■ **Excerpted passage**
┄┄┄┄┄┄┄┄┄┄┄┄┄┄┄┄┄┄┄┄

Importance of being connected
It is festival of a different sort. The Hackathon DevFest is meant for the techies who swear by the internet and like to explore the cyberspace for its full potential. In September of this year when GDG (Google Developers Group), New Delhi, showed interest to be a part of the fest it offered three brand new Google Nexus 7 tabs for the winners. Quite swiftly, Google roped in David McLaughlin (Global Programs Lead, Developer Relations, Google) to enthuse the developer junkies of northern India and coined the program as "Breakfast with David McLaughlin." Since then, the GDG has been a platform that technology enthusiasts and techies look up to for showcasing the talent.
The latest DevFest organised by GDG was held in Kolkata which saw some eager talents emerge. Technology enthusiasts from outside West Bengal made full use of the global attention too.
If GDG Delhi owes it to Raveesh Bhalla, or GDG Hyderabad to Uttam Tripathi for its popularity, the GDG Kolkata chapter has techies like Suvankar Bose and Koushik Pal to spearhead its presence in Kolkata. Both the professionals have been among those that contribute to the formation of several open source sharing groups. Says Pal, "Being involved with the group, we felt the need to bring the concept to Kolkata and we must say the response was overwhelming."
Indeed, the recent two day fest focusing on web application development, mobile application development, and knowledge sharing received an overwhelming response from across the country. "The vision and mission of GDG is to bring likeminded people together under one umbrella. It means people who are truly passionate about Google's developer technology and interested in communicating, collaborating and developing useful applications like Android, App Engine and Google Chrome platforms to product APIs," says Bose.
The GDG group is currently present in one hundred countries and has 430 chapters, both active and incubating. It has been organised in several Indian cities and aims at organising tech discussions, seminars and Hackathons to encourage networking and establishing a rich and active developer community throughout the globe.

┄┄┄┄┄┄┄┄┄┄┄┄┄┄┄┄┄┄┄┄

■ **Action item**
Please retype the passage of the GDG DevFest article from "Importance of being" to "showcasing the talent.", word for word.

Saved entries:
┄┄┄┄┄┄┄┄┄┄┄┄┄┄┄┄┄┄┄┄

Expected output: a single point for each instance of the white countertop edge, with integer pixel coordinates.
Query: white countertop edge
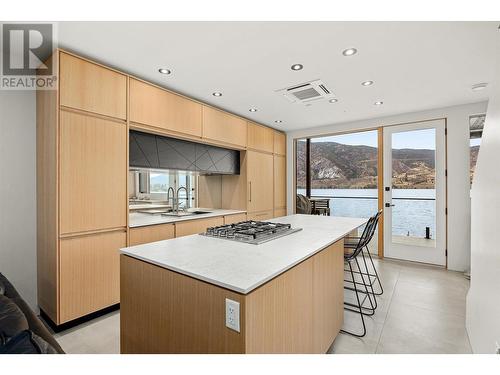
(170, 220)
(232, 287)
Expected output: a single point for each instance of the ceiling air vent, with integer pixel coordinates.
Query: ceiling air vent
(306, 92)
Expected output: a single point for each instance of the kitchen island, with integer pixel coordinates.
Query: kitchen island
(285, 295)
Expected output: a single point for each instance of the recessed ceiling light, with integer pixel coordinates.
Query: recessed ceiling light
(479, 86)
(349, 51)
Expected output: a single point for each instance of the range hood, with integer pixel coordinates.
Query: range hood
(157, 152)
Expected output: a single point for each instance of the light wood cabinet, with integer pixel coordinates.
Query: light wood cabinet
(328, 295)
(231, 219)
(279, 143)
(298, 311)
(260, 172)
(279, 181)
(261, 216)
(151, 233)
(260, 137)
(185, 228)
(223, 127)
(152, 106)
(91, 87)
(93, 173)
(89, 273)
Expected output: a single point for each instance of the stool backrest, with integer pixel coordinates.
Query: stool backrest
(303, 205)
(364, 239)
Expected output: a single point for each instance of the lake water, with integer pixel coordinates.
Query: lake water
(409, 215)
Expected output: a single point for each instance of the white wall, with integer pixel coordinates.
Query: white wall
(18, 191)
(458, 168)
(483, 300)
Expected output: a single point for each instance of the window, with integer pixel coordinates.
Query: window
(476, 125)
(156, 185)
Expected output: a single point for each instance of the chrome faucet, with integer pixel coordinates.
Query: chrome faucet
(173, 195)
(187, 197)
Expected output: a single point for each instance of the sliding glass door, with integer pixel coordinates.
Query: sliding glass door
(414, 192)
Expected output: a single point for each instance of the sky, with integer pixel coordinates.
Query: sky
(417, 139)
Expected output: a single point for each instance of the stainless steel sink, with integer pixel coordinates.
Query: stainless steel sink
(185, 213)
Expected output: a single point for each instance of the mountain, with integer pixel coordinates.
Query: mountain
(340, 166)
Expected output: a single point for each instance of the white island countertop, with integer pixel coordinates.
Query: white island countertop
(242, 267)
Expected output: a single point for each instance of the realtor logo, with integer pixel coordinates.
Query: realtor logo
(26, 48)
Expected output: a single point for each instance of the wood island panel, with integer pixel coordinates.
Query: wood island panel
(299, 311)
(151, 233)
(166, 312)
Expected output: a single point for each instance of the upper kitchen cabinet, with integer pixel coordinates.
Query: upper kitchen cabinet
(91, 87)
(93, 173)
(260, 181)
(158, 108)
(260, 137)
(279, 181)
(279, 143)
(223, 127)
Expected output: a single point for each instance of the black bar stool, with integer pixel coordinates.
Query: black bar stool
(372, 275)
(351, 254)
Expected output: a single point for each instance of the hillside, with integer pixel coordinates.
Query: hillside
(340, 166)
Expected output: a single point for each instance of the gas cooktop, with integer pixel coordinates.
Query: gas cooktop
(252, 232)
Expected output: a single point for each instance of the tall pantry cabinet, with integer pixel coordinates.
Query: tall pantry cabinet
(82, 162)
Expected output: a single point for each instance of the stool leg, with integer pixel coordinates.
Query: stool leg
(360, 308)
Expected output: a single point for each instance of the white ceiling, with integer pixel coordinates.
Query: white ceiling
(415, 65)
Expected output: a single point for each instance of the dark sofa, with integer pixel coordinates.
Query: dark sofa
(12, 323)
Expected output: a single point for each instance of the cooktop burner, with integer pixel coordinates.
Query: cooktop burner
(253, 232)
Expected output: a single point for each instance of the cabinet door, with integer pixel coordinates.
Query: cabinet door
(89, 273)
(93, 173)
(222, 127)
(279, 181)
(279, 143)
(185, 228)
(91, 87)
(150, 105)
(151, 233)
(260, 137)
(260, 181)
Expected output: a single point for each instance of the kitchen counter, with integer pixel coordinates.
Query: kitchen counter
(138, 219)
(242, 267)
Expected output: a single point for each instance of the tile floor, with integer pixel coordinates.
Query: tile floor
(422, 311)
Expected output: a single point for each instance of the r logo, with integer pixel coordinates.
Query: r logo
(25, 47)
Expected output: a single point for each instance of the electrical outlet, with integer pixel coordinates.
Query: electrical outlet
(233, 315)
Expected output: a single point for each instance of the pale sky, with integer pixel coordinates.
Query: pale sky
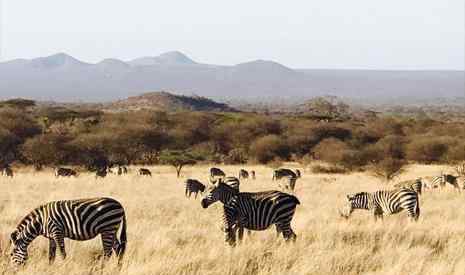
(364, 34)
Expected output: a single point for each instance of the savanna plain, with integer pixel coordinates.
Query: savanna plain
(170, 234)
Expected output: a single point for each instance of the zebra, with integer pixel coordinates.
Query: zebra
(64, 172)
(252, 211)
(385, 202)
(216, 172)
(145, 172)
(193, 186)
(101, 173)
(231, 181)
(283, 172)
(445, 178)
(79, 220)
(243, 174)
(460, 169)
(416, 185)
(7, 171)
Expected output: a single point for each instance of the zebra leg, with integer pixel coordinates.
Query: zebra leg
(278, 231)
(60, 241)
(108, 241)
(52, 251)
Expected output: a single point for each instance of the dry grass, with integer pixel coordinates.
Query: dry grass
(168, 234)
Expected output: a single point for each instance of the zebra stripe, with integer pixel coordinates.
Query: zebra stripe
(386, 202)
(416, 185)
(445, 178)
(193, 186)
(253, 211)
(461, 169)
(74, 219)
(231, 181)
(243, 174)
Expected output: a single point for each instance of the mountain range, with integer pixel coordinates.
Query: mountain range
(63, 78)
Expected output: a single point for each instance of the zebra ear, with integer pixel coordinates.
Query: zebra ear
(14, 236)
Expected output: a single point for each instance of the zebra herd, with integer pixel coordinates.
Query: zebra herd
(85, 219)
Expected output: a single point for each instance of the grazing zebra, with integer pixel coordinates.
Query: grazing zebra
(79, 220)
(243, 174)
(385, 202)
(64, 172)
(460, 169)
(283, 172)
(231, 181)
(445, 178)
(252, 211)
(415, 185)
(145, 172)
(101, 173)
(194, 186)
(297, 173)
(216, 172)
(7, 171)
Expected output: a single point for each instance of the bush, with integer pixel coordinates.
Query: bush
(267, 148)
(331, 150)
(426, 149)
(328, 169)
(388, 168)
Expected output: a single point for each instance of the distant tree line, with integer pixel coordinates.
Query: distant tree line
(50, 136)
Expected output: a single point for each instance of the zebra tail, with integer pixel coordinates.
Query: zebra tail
(295, 199)
(123, 240)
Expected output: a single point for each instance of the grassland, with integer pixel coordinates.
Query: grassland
(169, 234)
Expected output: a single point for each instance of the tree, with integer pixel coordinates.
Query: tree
(179, 159)
(388, 168)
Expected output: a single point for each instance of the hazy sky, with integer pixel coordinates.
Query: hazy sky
(394, 34)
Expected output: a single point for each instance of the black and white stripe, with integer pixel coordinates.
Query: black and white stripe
(252, 211)
(64, 172)
(445, 178)
(216, 172)
(7, 171)
(283, 173)
(415, 185)
(386, 202)
(243, 174)
(145, 172)
(79, 220)
(194, 186)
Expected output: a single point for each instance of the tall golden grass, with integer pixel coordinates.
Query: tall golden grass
(169, 234)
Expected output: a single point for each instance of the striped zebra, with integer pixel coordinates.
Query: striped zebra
(460, 169)
(231, 181)
(194, 186)
(145, 172)
(252, 211)
(7, 171)
(101, 173)
(415, 185)
(243, 174)
(283, 173)
(216, 172)
(78, 220)
(64, 172)
(385, 202)
(445, 178)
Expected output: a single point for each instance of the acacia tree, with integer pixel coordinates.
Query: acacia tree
(179, 159)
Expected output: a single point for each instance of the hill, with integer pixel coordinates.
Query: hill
(62, 78)
(165, 101)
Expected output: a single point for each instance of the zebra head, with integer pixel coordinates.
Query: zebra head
(18, 255)
(355, 201)
(218, 191)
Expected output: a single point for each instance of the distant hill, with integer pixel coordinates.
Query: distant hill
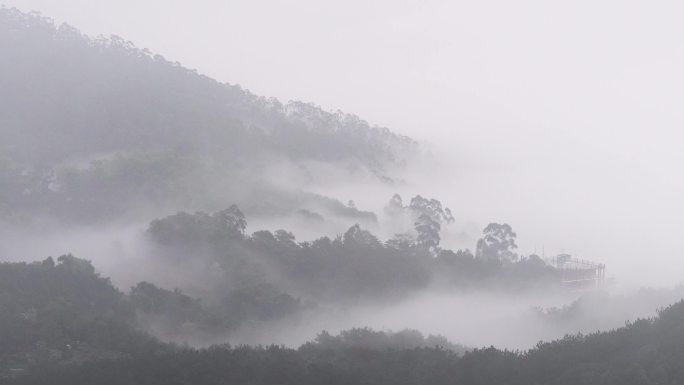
(88, 123)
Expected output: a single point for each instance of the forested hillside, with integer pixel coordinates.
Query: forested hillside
(64, 325)
(97, 128)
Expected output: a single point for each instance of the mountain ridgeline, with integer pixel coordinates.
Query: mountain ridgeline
(96, 128)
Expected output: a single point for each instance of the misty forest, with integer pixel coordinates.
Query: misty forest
(158, 226)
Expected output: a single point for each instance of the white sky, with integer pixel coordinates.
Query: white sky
(562, 118)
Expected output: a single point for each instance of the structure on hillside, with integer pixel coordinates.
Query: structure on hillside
(577, 274)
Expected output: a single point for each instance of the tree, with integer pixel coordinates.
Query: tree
(497, 243)
(428, 232)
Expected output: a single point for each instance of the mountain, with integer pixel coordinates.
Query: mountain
(93, 128)
(62, 324)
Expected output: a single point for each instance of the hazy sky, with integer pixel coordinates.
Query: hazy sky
(563, 118)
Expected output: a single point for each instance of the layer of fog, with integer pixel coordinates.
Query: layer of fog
(560, 119)
(473, 318)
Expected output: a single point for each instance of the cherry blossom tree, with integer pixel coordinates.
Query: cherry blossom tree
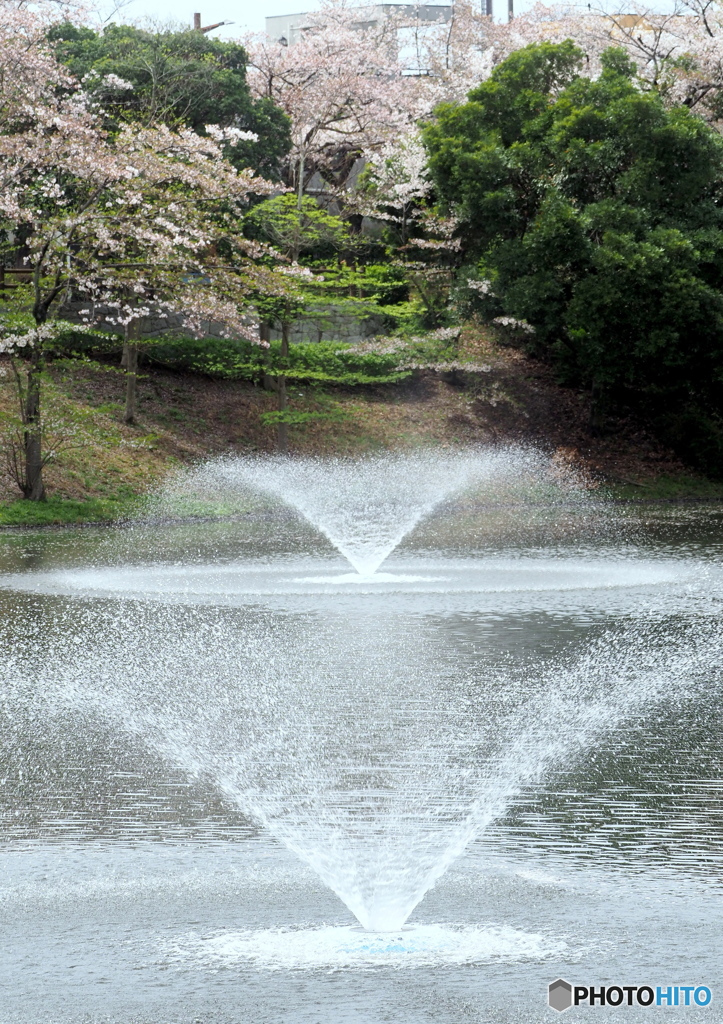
(145, 222)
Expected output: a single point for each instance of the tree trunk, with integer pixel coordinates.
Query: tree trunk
(596, 423)
(281, 390)
(130, 355)
(264, 332)
(34, 488)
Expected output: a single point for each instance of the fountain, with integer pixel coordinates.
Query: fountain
(376, 731)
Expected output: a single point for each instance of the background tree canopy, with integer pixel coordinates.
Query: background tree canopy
(593, 212)
(179, 78)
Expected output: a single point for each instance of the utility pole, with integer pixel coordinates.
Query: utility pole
(207, 28)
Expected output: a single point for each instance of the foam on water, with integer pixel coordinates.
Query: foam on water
(344, 947)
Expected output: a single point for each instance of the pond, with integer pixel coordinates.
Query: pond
(243, 782)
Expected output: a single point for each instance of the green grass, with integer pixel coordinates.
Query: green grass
(663, 488)
(62, 511)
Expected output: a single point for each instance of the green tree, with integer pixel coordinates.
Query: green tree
(595, 214)
(177, 78)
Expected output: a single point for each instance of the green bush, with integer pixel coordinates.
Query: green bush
(310, 363)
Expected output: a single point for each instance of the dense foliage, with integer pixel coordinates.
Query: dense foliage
(180, 79)
(594, 214)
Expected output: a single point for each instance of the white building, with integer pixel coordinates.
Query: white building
(289, 29)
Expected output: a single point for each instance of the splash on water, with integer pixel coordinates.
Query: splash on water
(345, 947)
(366, 507)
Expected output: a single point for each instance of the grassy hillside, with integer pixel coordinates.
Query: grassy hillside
(186, 417)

┄┄┄┄┄┄┄┄┄┄┄┄┄┄┄┄┄┄┄┄

■ **Exercise response**
Importance of being connected
It is festival of a different sort. The Hackathon DevFest is meant for the techies who swear by the internet and like to explore the cyberspace for its full potential. In September of this year when GDG (Google Developers Group), New Delhi, showed interest to be a part of the fest it offered three brand new Google Nexus 7 tabs for the winners. Quite swiftly, Google roped in David McLaughlin (Global Programs Lead, Developer Relations, Google) to enthuse the developer junkies of northern India and coined the program as "Breakfast with David McLaughlin." Since then, the GDG has been a platform that technology enthusiasts and techies look up to for showcasing the talent.